Material supplied -

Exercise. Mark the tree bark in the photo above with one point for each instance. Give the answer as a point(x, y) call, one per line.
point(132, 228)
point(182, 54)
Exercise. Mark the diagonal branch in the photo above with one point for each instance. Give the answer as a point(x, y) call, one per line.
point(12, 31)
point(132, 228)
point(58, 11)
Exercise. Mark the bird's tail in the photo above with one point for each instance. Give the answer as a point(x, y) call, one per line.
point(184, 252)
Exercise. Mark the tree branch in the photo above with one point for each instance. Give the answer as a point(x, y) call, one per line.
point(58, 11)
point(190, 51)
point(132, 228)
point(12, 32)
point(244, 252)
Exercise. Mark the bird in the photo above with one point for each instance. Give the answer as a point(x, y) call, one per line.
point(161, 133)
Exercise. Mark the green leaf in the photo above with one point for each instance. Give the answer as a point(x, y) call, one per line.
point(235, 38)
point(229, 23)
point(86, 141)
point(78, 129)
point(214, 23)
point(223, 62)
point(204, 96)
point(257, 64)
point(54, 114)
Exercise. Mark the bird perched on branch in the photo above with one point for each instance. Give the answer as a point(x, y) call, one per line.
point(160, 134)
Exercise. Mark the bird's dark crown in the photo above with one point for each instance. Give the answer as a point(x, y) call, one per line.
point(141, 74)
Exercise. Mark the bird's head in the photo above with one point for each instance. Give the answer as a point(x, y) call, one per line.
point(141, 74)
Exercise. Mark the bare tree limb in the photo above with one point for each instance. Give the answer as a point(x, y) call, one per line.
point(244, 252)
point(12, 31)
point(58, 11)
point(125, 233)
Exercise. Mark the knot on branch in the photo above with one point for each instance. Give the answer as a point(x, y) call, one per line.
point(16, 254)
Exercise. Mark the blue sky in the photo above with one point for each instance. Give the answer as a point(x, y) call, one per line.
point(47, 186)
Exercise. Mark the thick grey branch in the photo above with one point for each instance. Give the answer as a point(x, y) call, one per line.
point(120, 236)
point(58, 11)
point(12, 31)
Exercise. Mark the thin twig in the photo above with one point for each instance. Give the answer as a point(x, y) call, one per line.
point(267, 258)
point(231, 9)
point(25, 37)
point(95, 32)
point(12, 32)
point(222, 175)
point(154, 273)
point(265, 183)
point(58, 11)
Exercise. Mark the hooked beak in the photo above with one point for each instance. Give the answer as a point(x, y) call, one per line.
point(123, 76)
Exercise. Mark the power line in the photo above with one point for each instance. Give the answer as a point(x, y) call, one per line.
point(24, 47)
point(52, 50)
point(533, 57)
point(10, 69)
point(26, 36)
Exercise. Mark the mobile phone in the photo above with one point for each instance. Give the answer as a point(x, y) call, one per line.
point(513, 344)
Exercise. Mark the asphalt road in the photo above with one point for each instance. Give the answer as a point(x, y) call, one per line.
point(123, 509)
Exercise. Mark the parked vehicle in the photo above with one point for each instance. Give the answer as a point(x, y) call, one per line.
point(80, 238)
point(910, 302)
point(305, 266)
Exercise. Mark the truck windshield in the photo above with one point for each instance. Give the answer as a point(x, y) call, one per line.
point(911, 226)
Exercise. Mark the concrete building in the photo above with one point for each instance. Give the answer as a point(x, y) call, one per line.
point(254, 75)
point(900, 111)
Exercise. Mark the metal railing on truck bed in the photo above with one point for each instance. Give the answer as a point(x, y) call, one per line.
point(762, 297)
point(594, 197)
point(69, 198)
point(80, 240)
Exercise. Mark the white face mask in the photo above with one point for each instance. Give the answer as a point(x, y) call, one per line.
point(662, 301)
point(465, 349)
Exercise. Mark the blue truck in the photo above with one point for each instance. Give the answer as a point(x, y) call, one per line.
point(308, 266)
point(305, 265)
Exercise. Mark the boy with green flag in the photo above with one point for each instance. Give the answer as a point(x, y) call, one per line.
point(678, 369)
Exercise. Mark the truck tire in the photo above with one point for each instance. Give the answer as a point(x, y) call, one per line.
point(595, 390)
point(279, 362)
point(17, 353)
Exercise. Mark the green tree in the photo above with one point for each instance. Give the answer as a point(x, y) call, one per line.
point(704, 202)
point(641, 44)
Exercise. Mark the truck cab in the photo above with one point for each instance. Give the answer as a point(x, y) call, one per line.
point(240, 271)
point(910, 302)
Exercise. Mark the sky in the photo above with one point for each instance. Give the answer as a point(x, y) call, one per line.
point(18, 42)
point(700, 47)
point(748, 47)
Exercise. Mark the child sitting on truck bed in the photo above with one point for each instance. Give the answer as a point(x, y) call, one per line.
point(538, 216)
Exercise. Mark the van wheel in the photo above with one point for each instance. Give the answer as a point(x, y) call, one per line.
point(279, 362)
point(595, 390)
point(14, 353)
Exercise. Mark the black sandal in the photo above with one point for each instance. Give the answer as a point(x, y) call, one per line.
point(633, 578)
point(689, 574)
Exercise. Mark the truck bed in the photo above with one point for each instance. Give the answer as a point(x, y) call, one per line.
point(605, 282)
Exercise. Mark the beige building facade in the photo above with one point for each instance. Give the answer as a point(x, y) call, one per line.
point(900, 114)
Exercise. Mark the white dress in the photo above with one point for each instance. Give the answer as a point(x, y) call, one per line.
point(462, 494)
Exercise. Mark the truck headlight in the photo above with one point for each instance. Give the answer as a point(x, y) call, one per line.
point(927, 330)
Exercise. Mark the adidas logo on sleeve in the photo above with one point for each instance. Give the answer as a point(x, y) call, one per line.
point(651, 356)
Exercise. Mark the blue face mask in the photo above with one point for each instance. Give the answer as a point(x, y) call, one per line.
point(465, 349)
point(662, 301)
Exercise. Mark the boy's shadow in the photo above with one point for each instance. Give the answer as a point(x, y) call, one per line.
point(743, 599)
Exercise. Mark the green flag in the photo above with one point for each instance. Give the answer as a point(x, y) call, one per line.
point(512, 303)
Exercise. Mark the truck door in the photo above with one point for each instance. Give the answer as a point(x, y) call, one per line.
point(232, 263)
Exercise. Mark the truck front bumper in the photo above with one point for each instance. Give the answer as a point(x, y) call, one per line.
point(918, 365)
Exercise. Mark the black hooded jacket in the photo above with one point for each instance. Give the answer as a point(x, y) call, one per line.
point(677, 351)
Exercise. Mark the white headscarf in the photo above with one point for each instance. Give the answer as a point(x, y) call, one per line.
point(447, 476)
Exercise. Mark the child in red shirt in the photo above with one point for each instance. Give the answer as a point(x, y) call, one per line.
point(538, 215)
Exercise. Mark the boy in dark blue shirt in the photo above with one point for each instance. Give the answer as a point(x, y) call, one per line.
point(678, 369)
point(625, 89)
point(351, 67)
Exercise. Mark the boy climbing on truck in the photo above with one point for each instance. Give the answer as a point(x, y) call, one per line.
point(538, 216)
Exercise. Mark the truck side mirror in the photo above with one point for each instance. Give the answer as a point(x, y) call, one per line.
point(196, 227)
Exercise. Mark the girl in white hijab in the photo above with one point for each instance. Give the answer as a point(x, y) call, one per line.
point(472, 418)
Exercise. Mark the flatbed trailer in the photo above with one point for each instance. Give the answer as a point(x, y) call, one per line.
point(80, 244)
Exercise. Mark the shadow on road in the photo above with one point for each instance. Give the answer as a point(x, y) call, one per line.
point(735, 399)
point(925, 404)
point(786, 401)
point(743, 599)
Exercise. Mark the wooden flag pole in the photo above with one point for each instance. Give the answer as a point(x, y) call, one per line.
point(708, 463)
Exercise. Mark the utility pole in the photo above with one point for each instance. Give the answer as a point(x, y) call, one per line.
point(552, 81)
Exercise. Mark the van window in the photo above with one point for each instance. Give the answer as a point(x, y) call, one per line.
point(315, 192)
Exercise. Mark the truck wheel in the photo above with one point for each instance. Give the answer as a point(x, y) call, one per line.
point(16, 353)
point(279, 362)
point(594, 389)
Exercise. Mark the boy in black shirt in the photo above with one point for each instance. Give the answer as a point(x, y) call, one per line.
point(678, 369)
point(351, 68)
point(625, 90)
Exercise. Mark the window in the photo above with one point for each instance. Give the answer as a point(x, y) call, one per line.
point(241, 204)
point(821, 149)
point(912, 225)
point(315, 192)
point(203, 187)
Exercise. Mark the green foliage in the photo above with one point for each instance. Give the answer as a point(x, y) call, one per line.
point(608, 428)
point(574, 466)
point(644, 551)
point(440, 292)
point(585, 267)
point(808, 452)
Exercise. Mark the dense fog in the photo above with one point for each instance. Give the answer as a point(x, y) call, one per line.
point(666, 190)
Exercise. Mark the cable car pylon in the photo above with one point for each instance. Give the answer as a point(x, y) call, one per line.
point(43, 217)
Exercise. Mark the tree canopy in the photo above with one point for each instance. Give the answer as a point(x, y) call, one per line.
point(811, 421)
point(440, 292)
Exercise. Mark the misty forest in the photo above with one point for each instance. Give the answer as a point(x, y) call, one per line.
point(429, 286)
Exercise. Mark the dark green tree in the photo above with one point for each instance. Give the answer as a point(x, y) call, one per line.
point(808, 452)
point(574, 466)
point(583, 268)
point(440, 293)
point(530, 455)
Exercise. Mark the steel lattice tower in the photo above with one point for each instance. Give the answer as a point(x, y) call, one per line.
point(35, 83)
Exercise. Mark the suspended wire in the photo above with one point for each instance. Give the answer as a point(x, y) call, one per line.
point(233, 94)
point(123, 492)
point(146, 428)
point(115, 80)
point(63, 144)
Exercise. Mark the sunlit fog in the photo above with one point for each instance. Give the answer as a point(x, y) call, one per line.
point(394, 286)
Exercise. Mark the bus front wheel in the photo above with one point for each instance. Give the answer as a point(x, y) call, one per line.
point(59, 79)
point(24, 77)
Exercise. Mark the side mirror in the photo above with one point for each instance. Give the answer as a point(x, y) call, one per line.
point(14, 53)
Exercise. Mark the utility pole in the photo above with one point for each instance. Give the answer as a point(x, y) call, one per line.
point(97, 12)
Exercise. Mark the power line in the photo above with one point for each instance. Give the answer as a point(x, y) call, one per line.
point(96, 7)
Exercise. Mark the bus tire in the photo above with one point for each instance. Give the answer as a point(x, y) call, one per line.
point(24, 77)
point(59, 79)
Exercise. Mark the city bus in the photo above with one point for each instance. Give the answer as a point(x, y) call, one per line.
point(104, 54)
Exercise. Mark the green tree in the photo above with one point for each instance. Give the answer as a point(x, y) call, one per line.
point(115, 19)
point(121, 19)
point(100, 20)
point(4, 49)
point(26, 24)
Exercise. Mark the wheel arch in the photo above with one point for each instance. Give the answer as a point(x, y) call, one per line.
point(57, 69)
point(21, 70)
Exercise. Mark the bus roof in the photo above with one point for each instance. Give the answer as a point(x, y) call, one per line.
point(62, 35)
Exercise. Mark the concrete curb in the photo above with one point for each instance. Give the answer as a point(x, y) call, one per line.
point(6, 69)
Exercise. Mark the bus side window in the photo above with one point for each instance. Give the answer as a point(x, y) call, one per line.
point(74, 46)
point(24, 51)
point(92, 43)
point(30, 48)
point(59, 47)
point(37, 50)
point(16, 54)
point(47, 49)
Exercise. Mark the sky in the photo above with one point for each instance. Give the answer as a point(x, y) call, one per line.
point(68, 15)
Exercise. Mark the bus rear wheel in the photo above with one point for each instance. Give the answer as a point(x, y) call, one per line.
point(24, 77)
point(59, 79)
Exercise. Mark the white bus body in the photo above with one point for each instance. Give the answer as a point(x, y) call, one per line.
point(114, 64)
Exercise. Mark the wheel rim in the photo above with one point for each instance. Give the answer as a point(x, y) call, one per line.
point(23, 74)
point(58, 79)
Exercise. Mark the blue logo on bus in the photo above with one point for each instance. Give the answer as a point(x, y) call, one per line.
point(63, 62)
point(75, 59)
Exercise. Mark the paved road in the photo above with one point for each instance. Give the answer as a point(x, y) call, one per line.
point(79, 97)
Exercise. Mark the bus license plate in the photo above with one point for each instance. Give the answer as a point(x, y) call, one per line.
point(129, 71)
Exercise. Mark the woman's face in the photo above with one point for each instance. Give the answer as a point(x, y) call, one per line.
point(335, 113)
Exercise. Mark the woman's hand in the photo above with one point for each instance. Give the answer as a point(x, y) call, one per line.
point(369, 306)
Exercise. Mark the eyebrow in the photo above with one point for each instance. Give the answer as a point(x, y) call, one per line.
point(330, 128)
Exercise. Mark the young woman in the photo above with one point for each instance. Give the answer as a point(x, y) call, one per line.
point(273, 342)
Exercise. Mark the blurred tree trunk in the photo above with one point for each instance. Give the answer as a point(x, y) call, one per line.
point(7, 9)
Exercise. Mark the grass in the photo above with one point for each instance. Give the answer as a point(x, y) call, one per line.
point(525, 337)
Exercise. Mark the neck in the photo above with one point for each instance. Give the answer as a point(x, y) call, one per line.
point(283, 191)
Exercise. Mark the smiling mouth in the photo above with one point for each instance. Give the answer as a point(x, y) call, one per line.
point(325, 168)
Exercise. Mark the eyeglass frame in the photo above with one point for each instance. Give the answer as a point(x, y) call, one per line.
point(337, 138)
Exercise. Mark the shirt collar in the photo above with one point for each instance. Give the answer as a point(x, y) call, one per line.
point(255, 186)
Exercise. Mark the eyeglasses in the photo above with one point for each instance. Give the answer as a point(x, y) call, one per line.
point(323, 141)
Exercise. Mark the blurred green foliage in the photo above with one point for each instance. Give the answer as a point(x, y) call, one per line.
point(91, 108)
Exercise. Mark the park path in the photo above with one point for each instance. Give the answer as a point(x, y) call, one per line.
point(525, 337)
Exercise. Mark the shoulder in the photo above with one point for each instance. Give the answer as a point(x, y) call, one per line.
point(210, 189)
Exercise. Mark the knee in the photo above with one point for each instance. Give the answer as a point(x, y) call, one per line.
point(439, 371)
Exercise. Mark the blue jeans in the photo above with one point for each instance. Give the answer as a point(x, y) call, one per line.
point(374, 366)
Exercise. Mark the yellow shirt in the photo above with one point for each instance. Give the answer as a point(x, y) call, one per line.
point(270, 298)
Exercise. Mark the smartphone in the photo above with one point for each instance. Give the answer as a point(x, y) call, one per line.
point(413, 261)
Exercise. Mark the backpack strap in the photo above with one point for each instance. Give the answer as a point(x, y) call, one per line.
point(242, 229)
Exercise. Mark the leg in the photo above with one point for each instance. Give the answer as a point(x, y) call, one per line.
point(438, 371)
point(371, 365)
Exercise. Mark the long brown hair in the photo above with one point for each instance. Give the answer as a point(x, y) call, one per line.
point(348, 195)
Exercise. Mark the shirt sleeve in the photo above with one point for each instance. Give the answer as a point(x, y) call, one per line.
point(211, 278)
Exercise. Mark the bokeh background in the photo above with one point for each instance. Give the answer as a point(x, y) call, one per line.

Task to complete - Rewrite the items between the lines holding "Exercise. Mark the paved" and "point(79, 97)", inclusive, as a numbered list with blank lines left out.

Solved exercise -
1. Exercise. Mark the paved road in the photo above with one point for each instance. Give the answer as a point(x, y) call, one per line.
2. point(79, 97)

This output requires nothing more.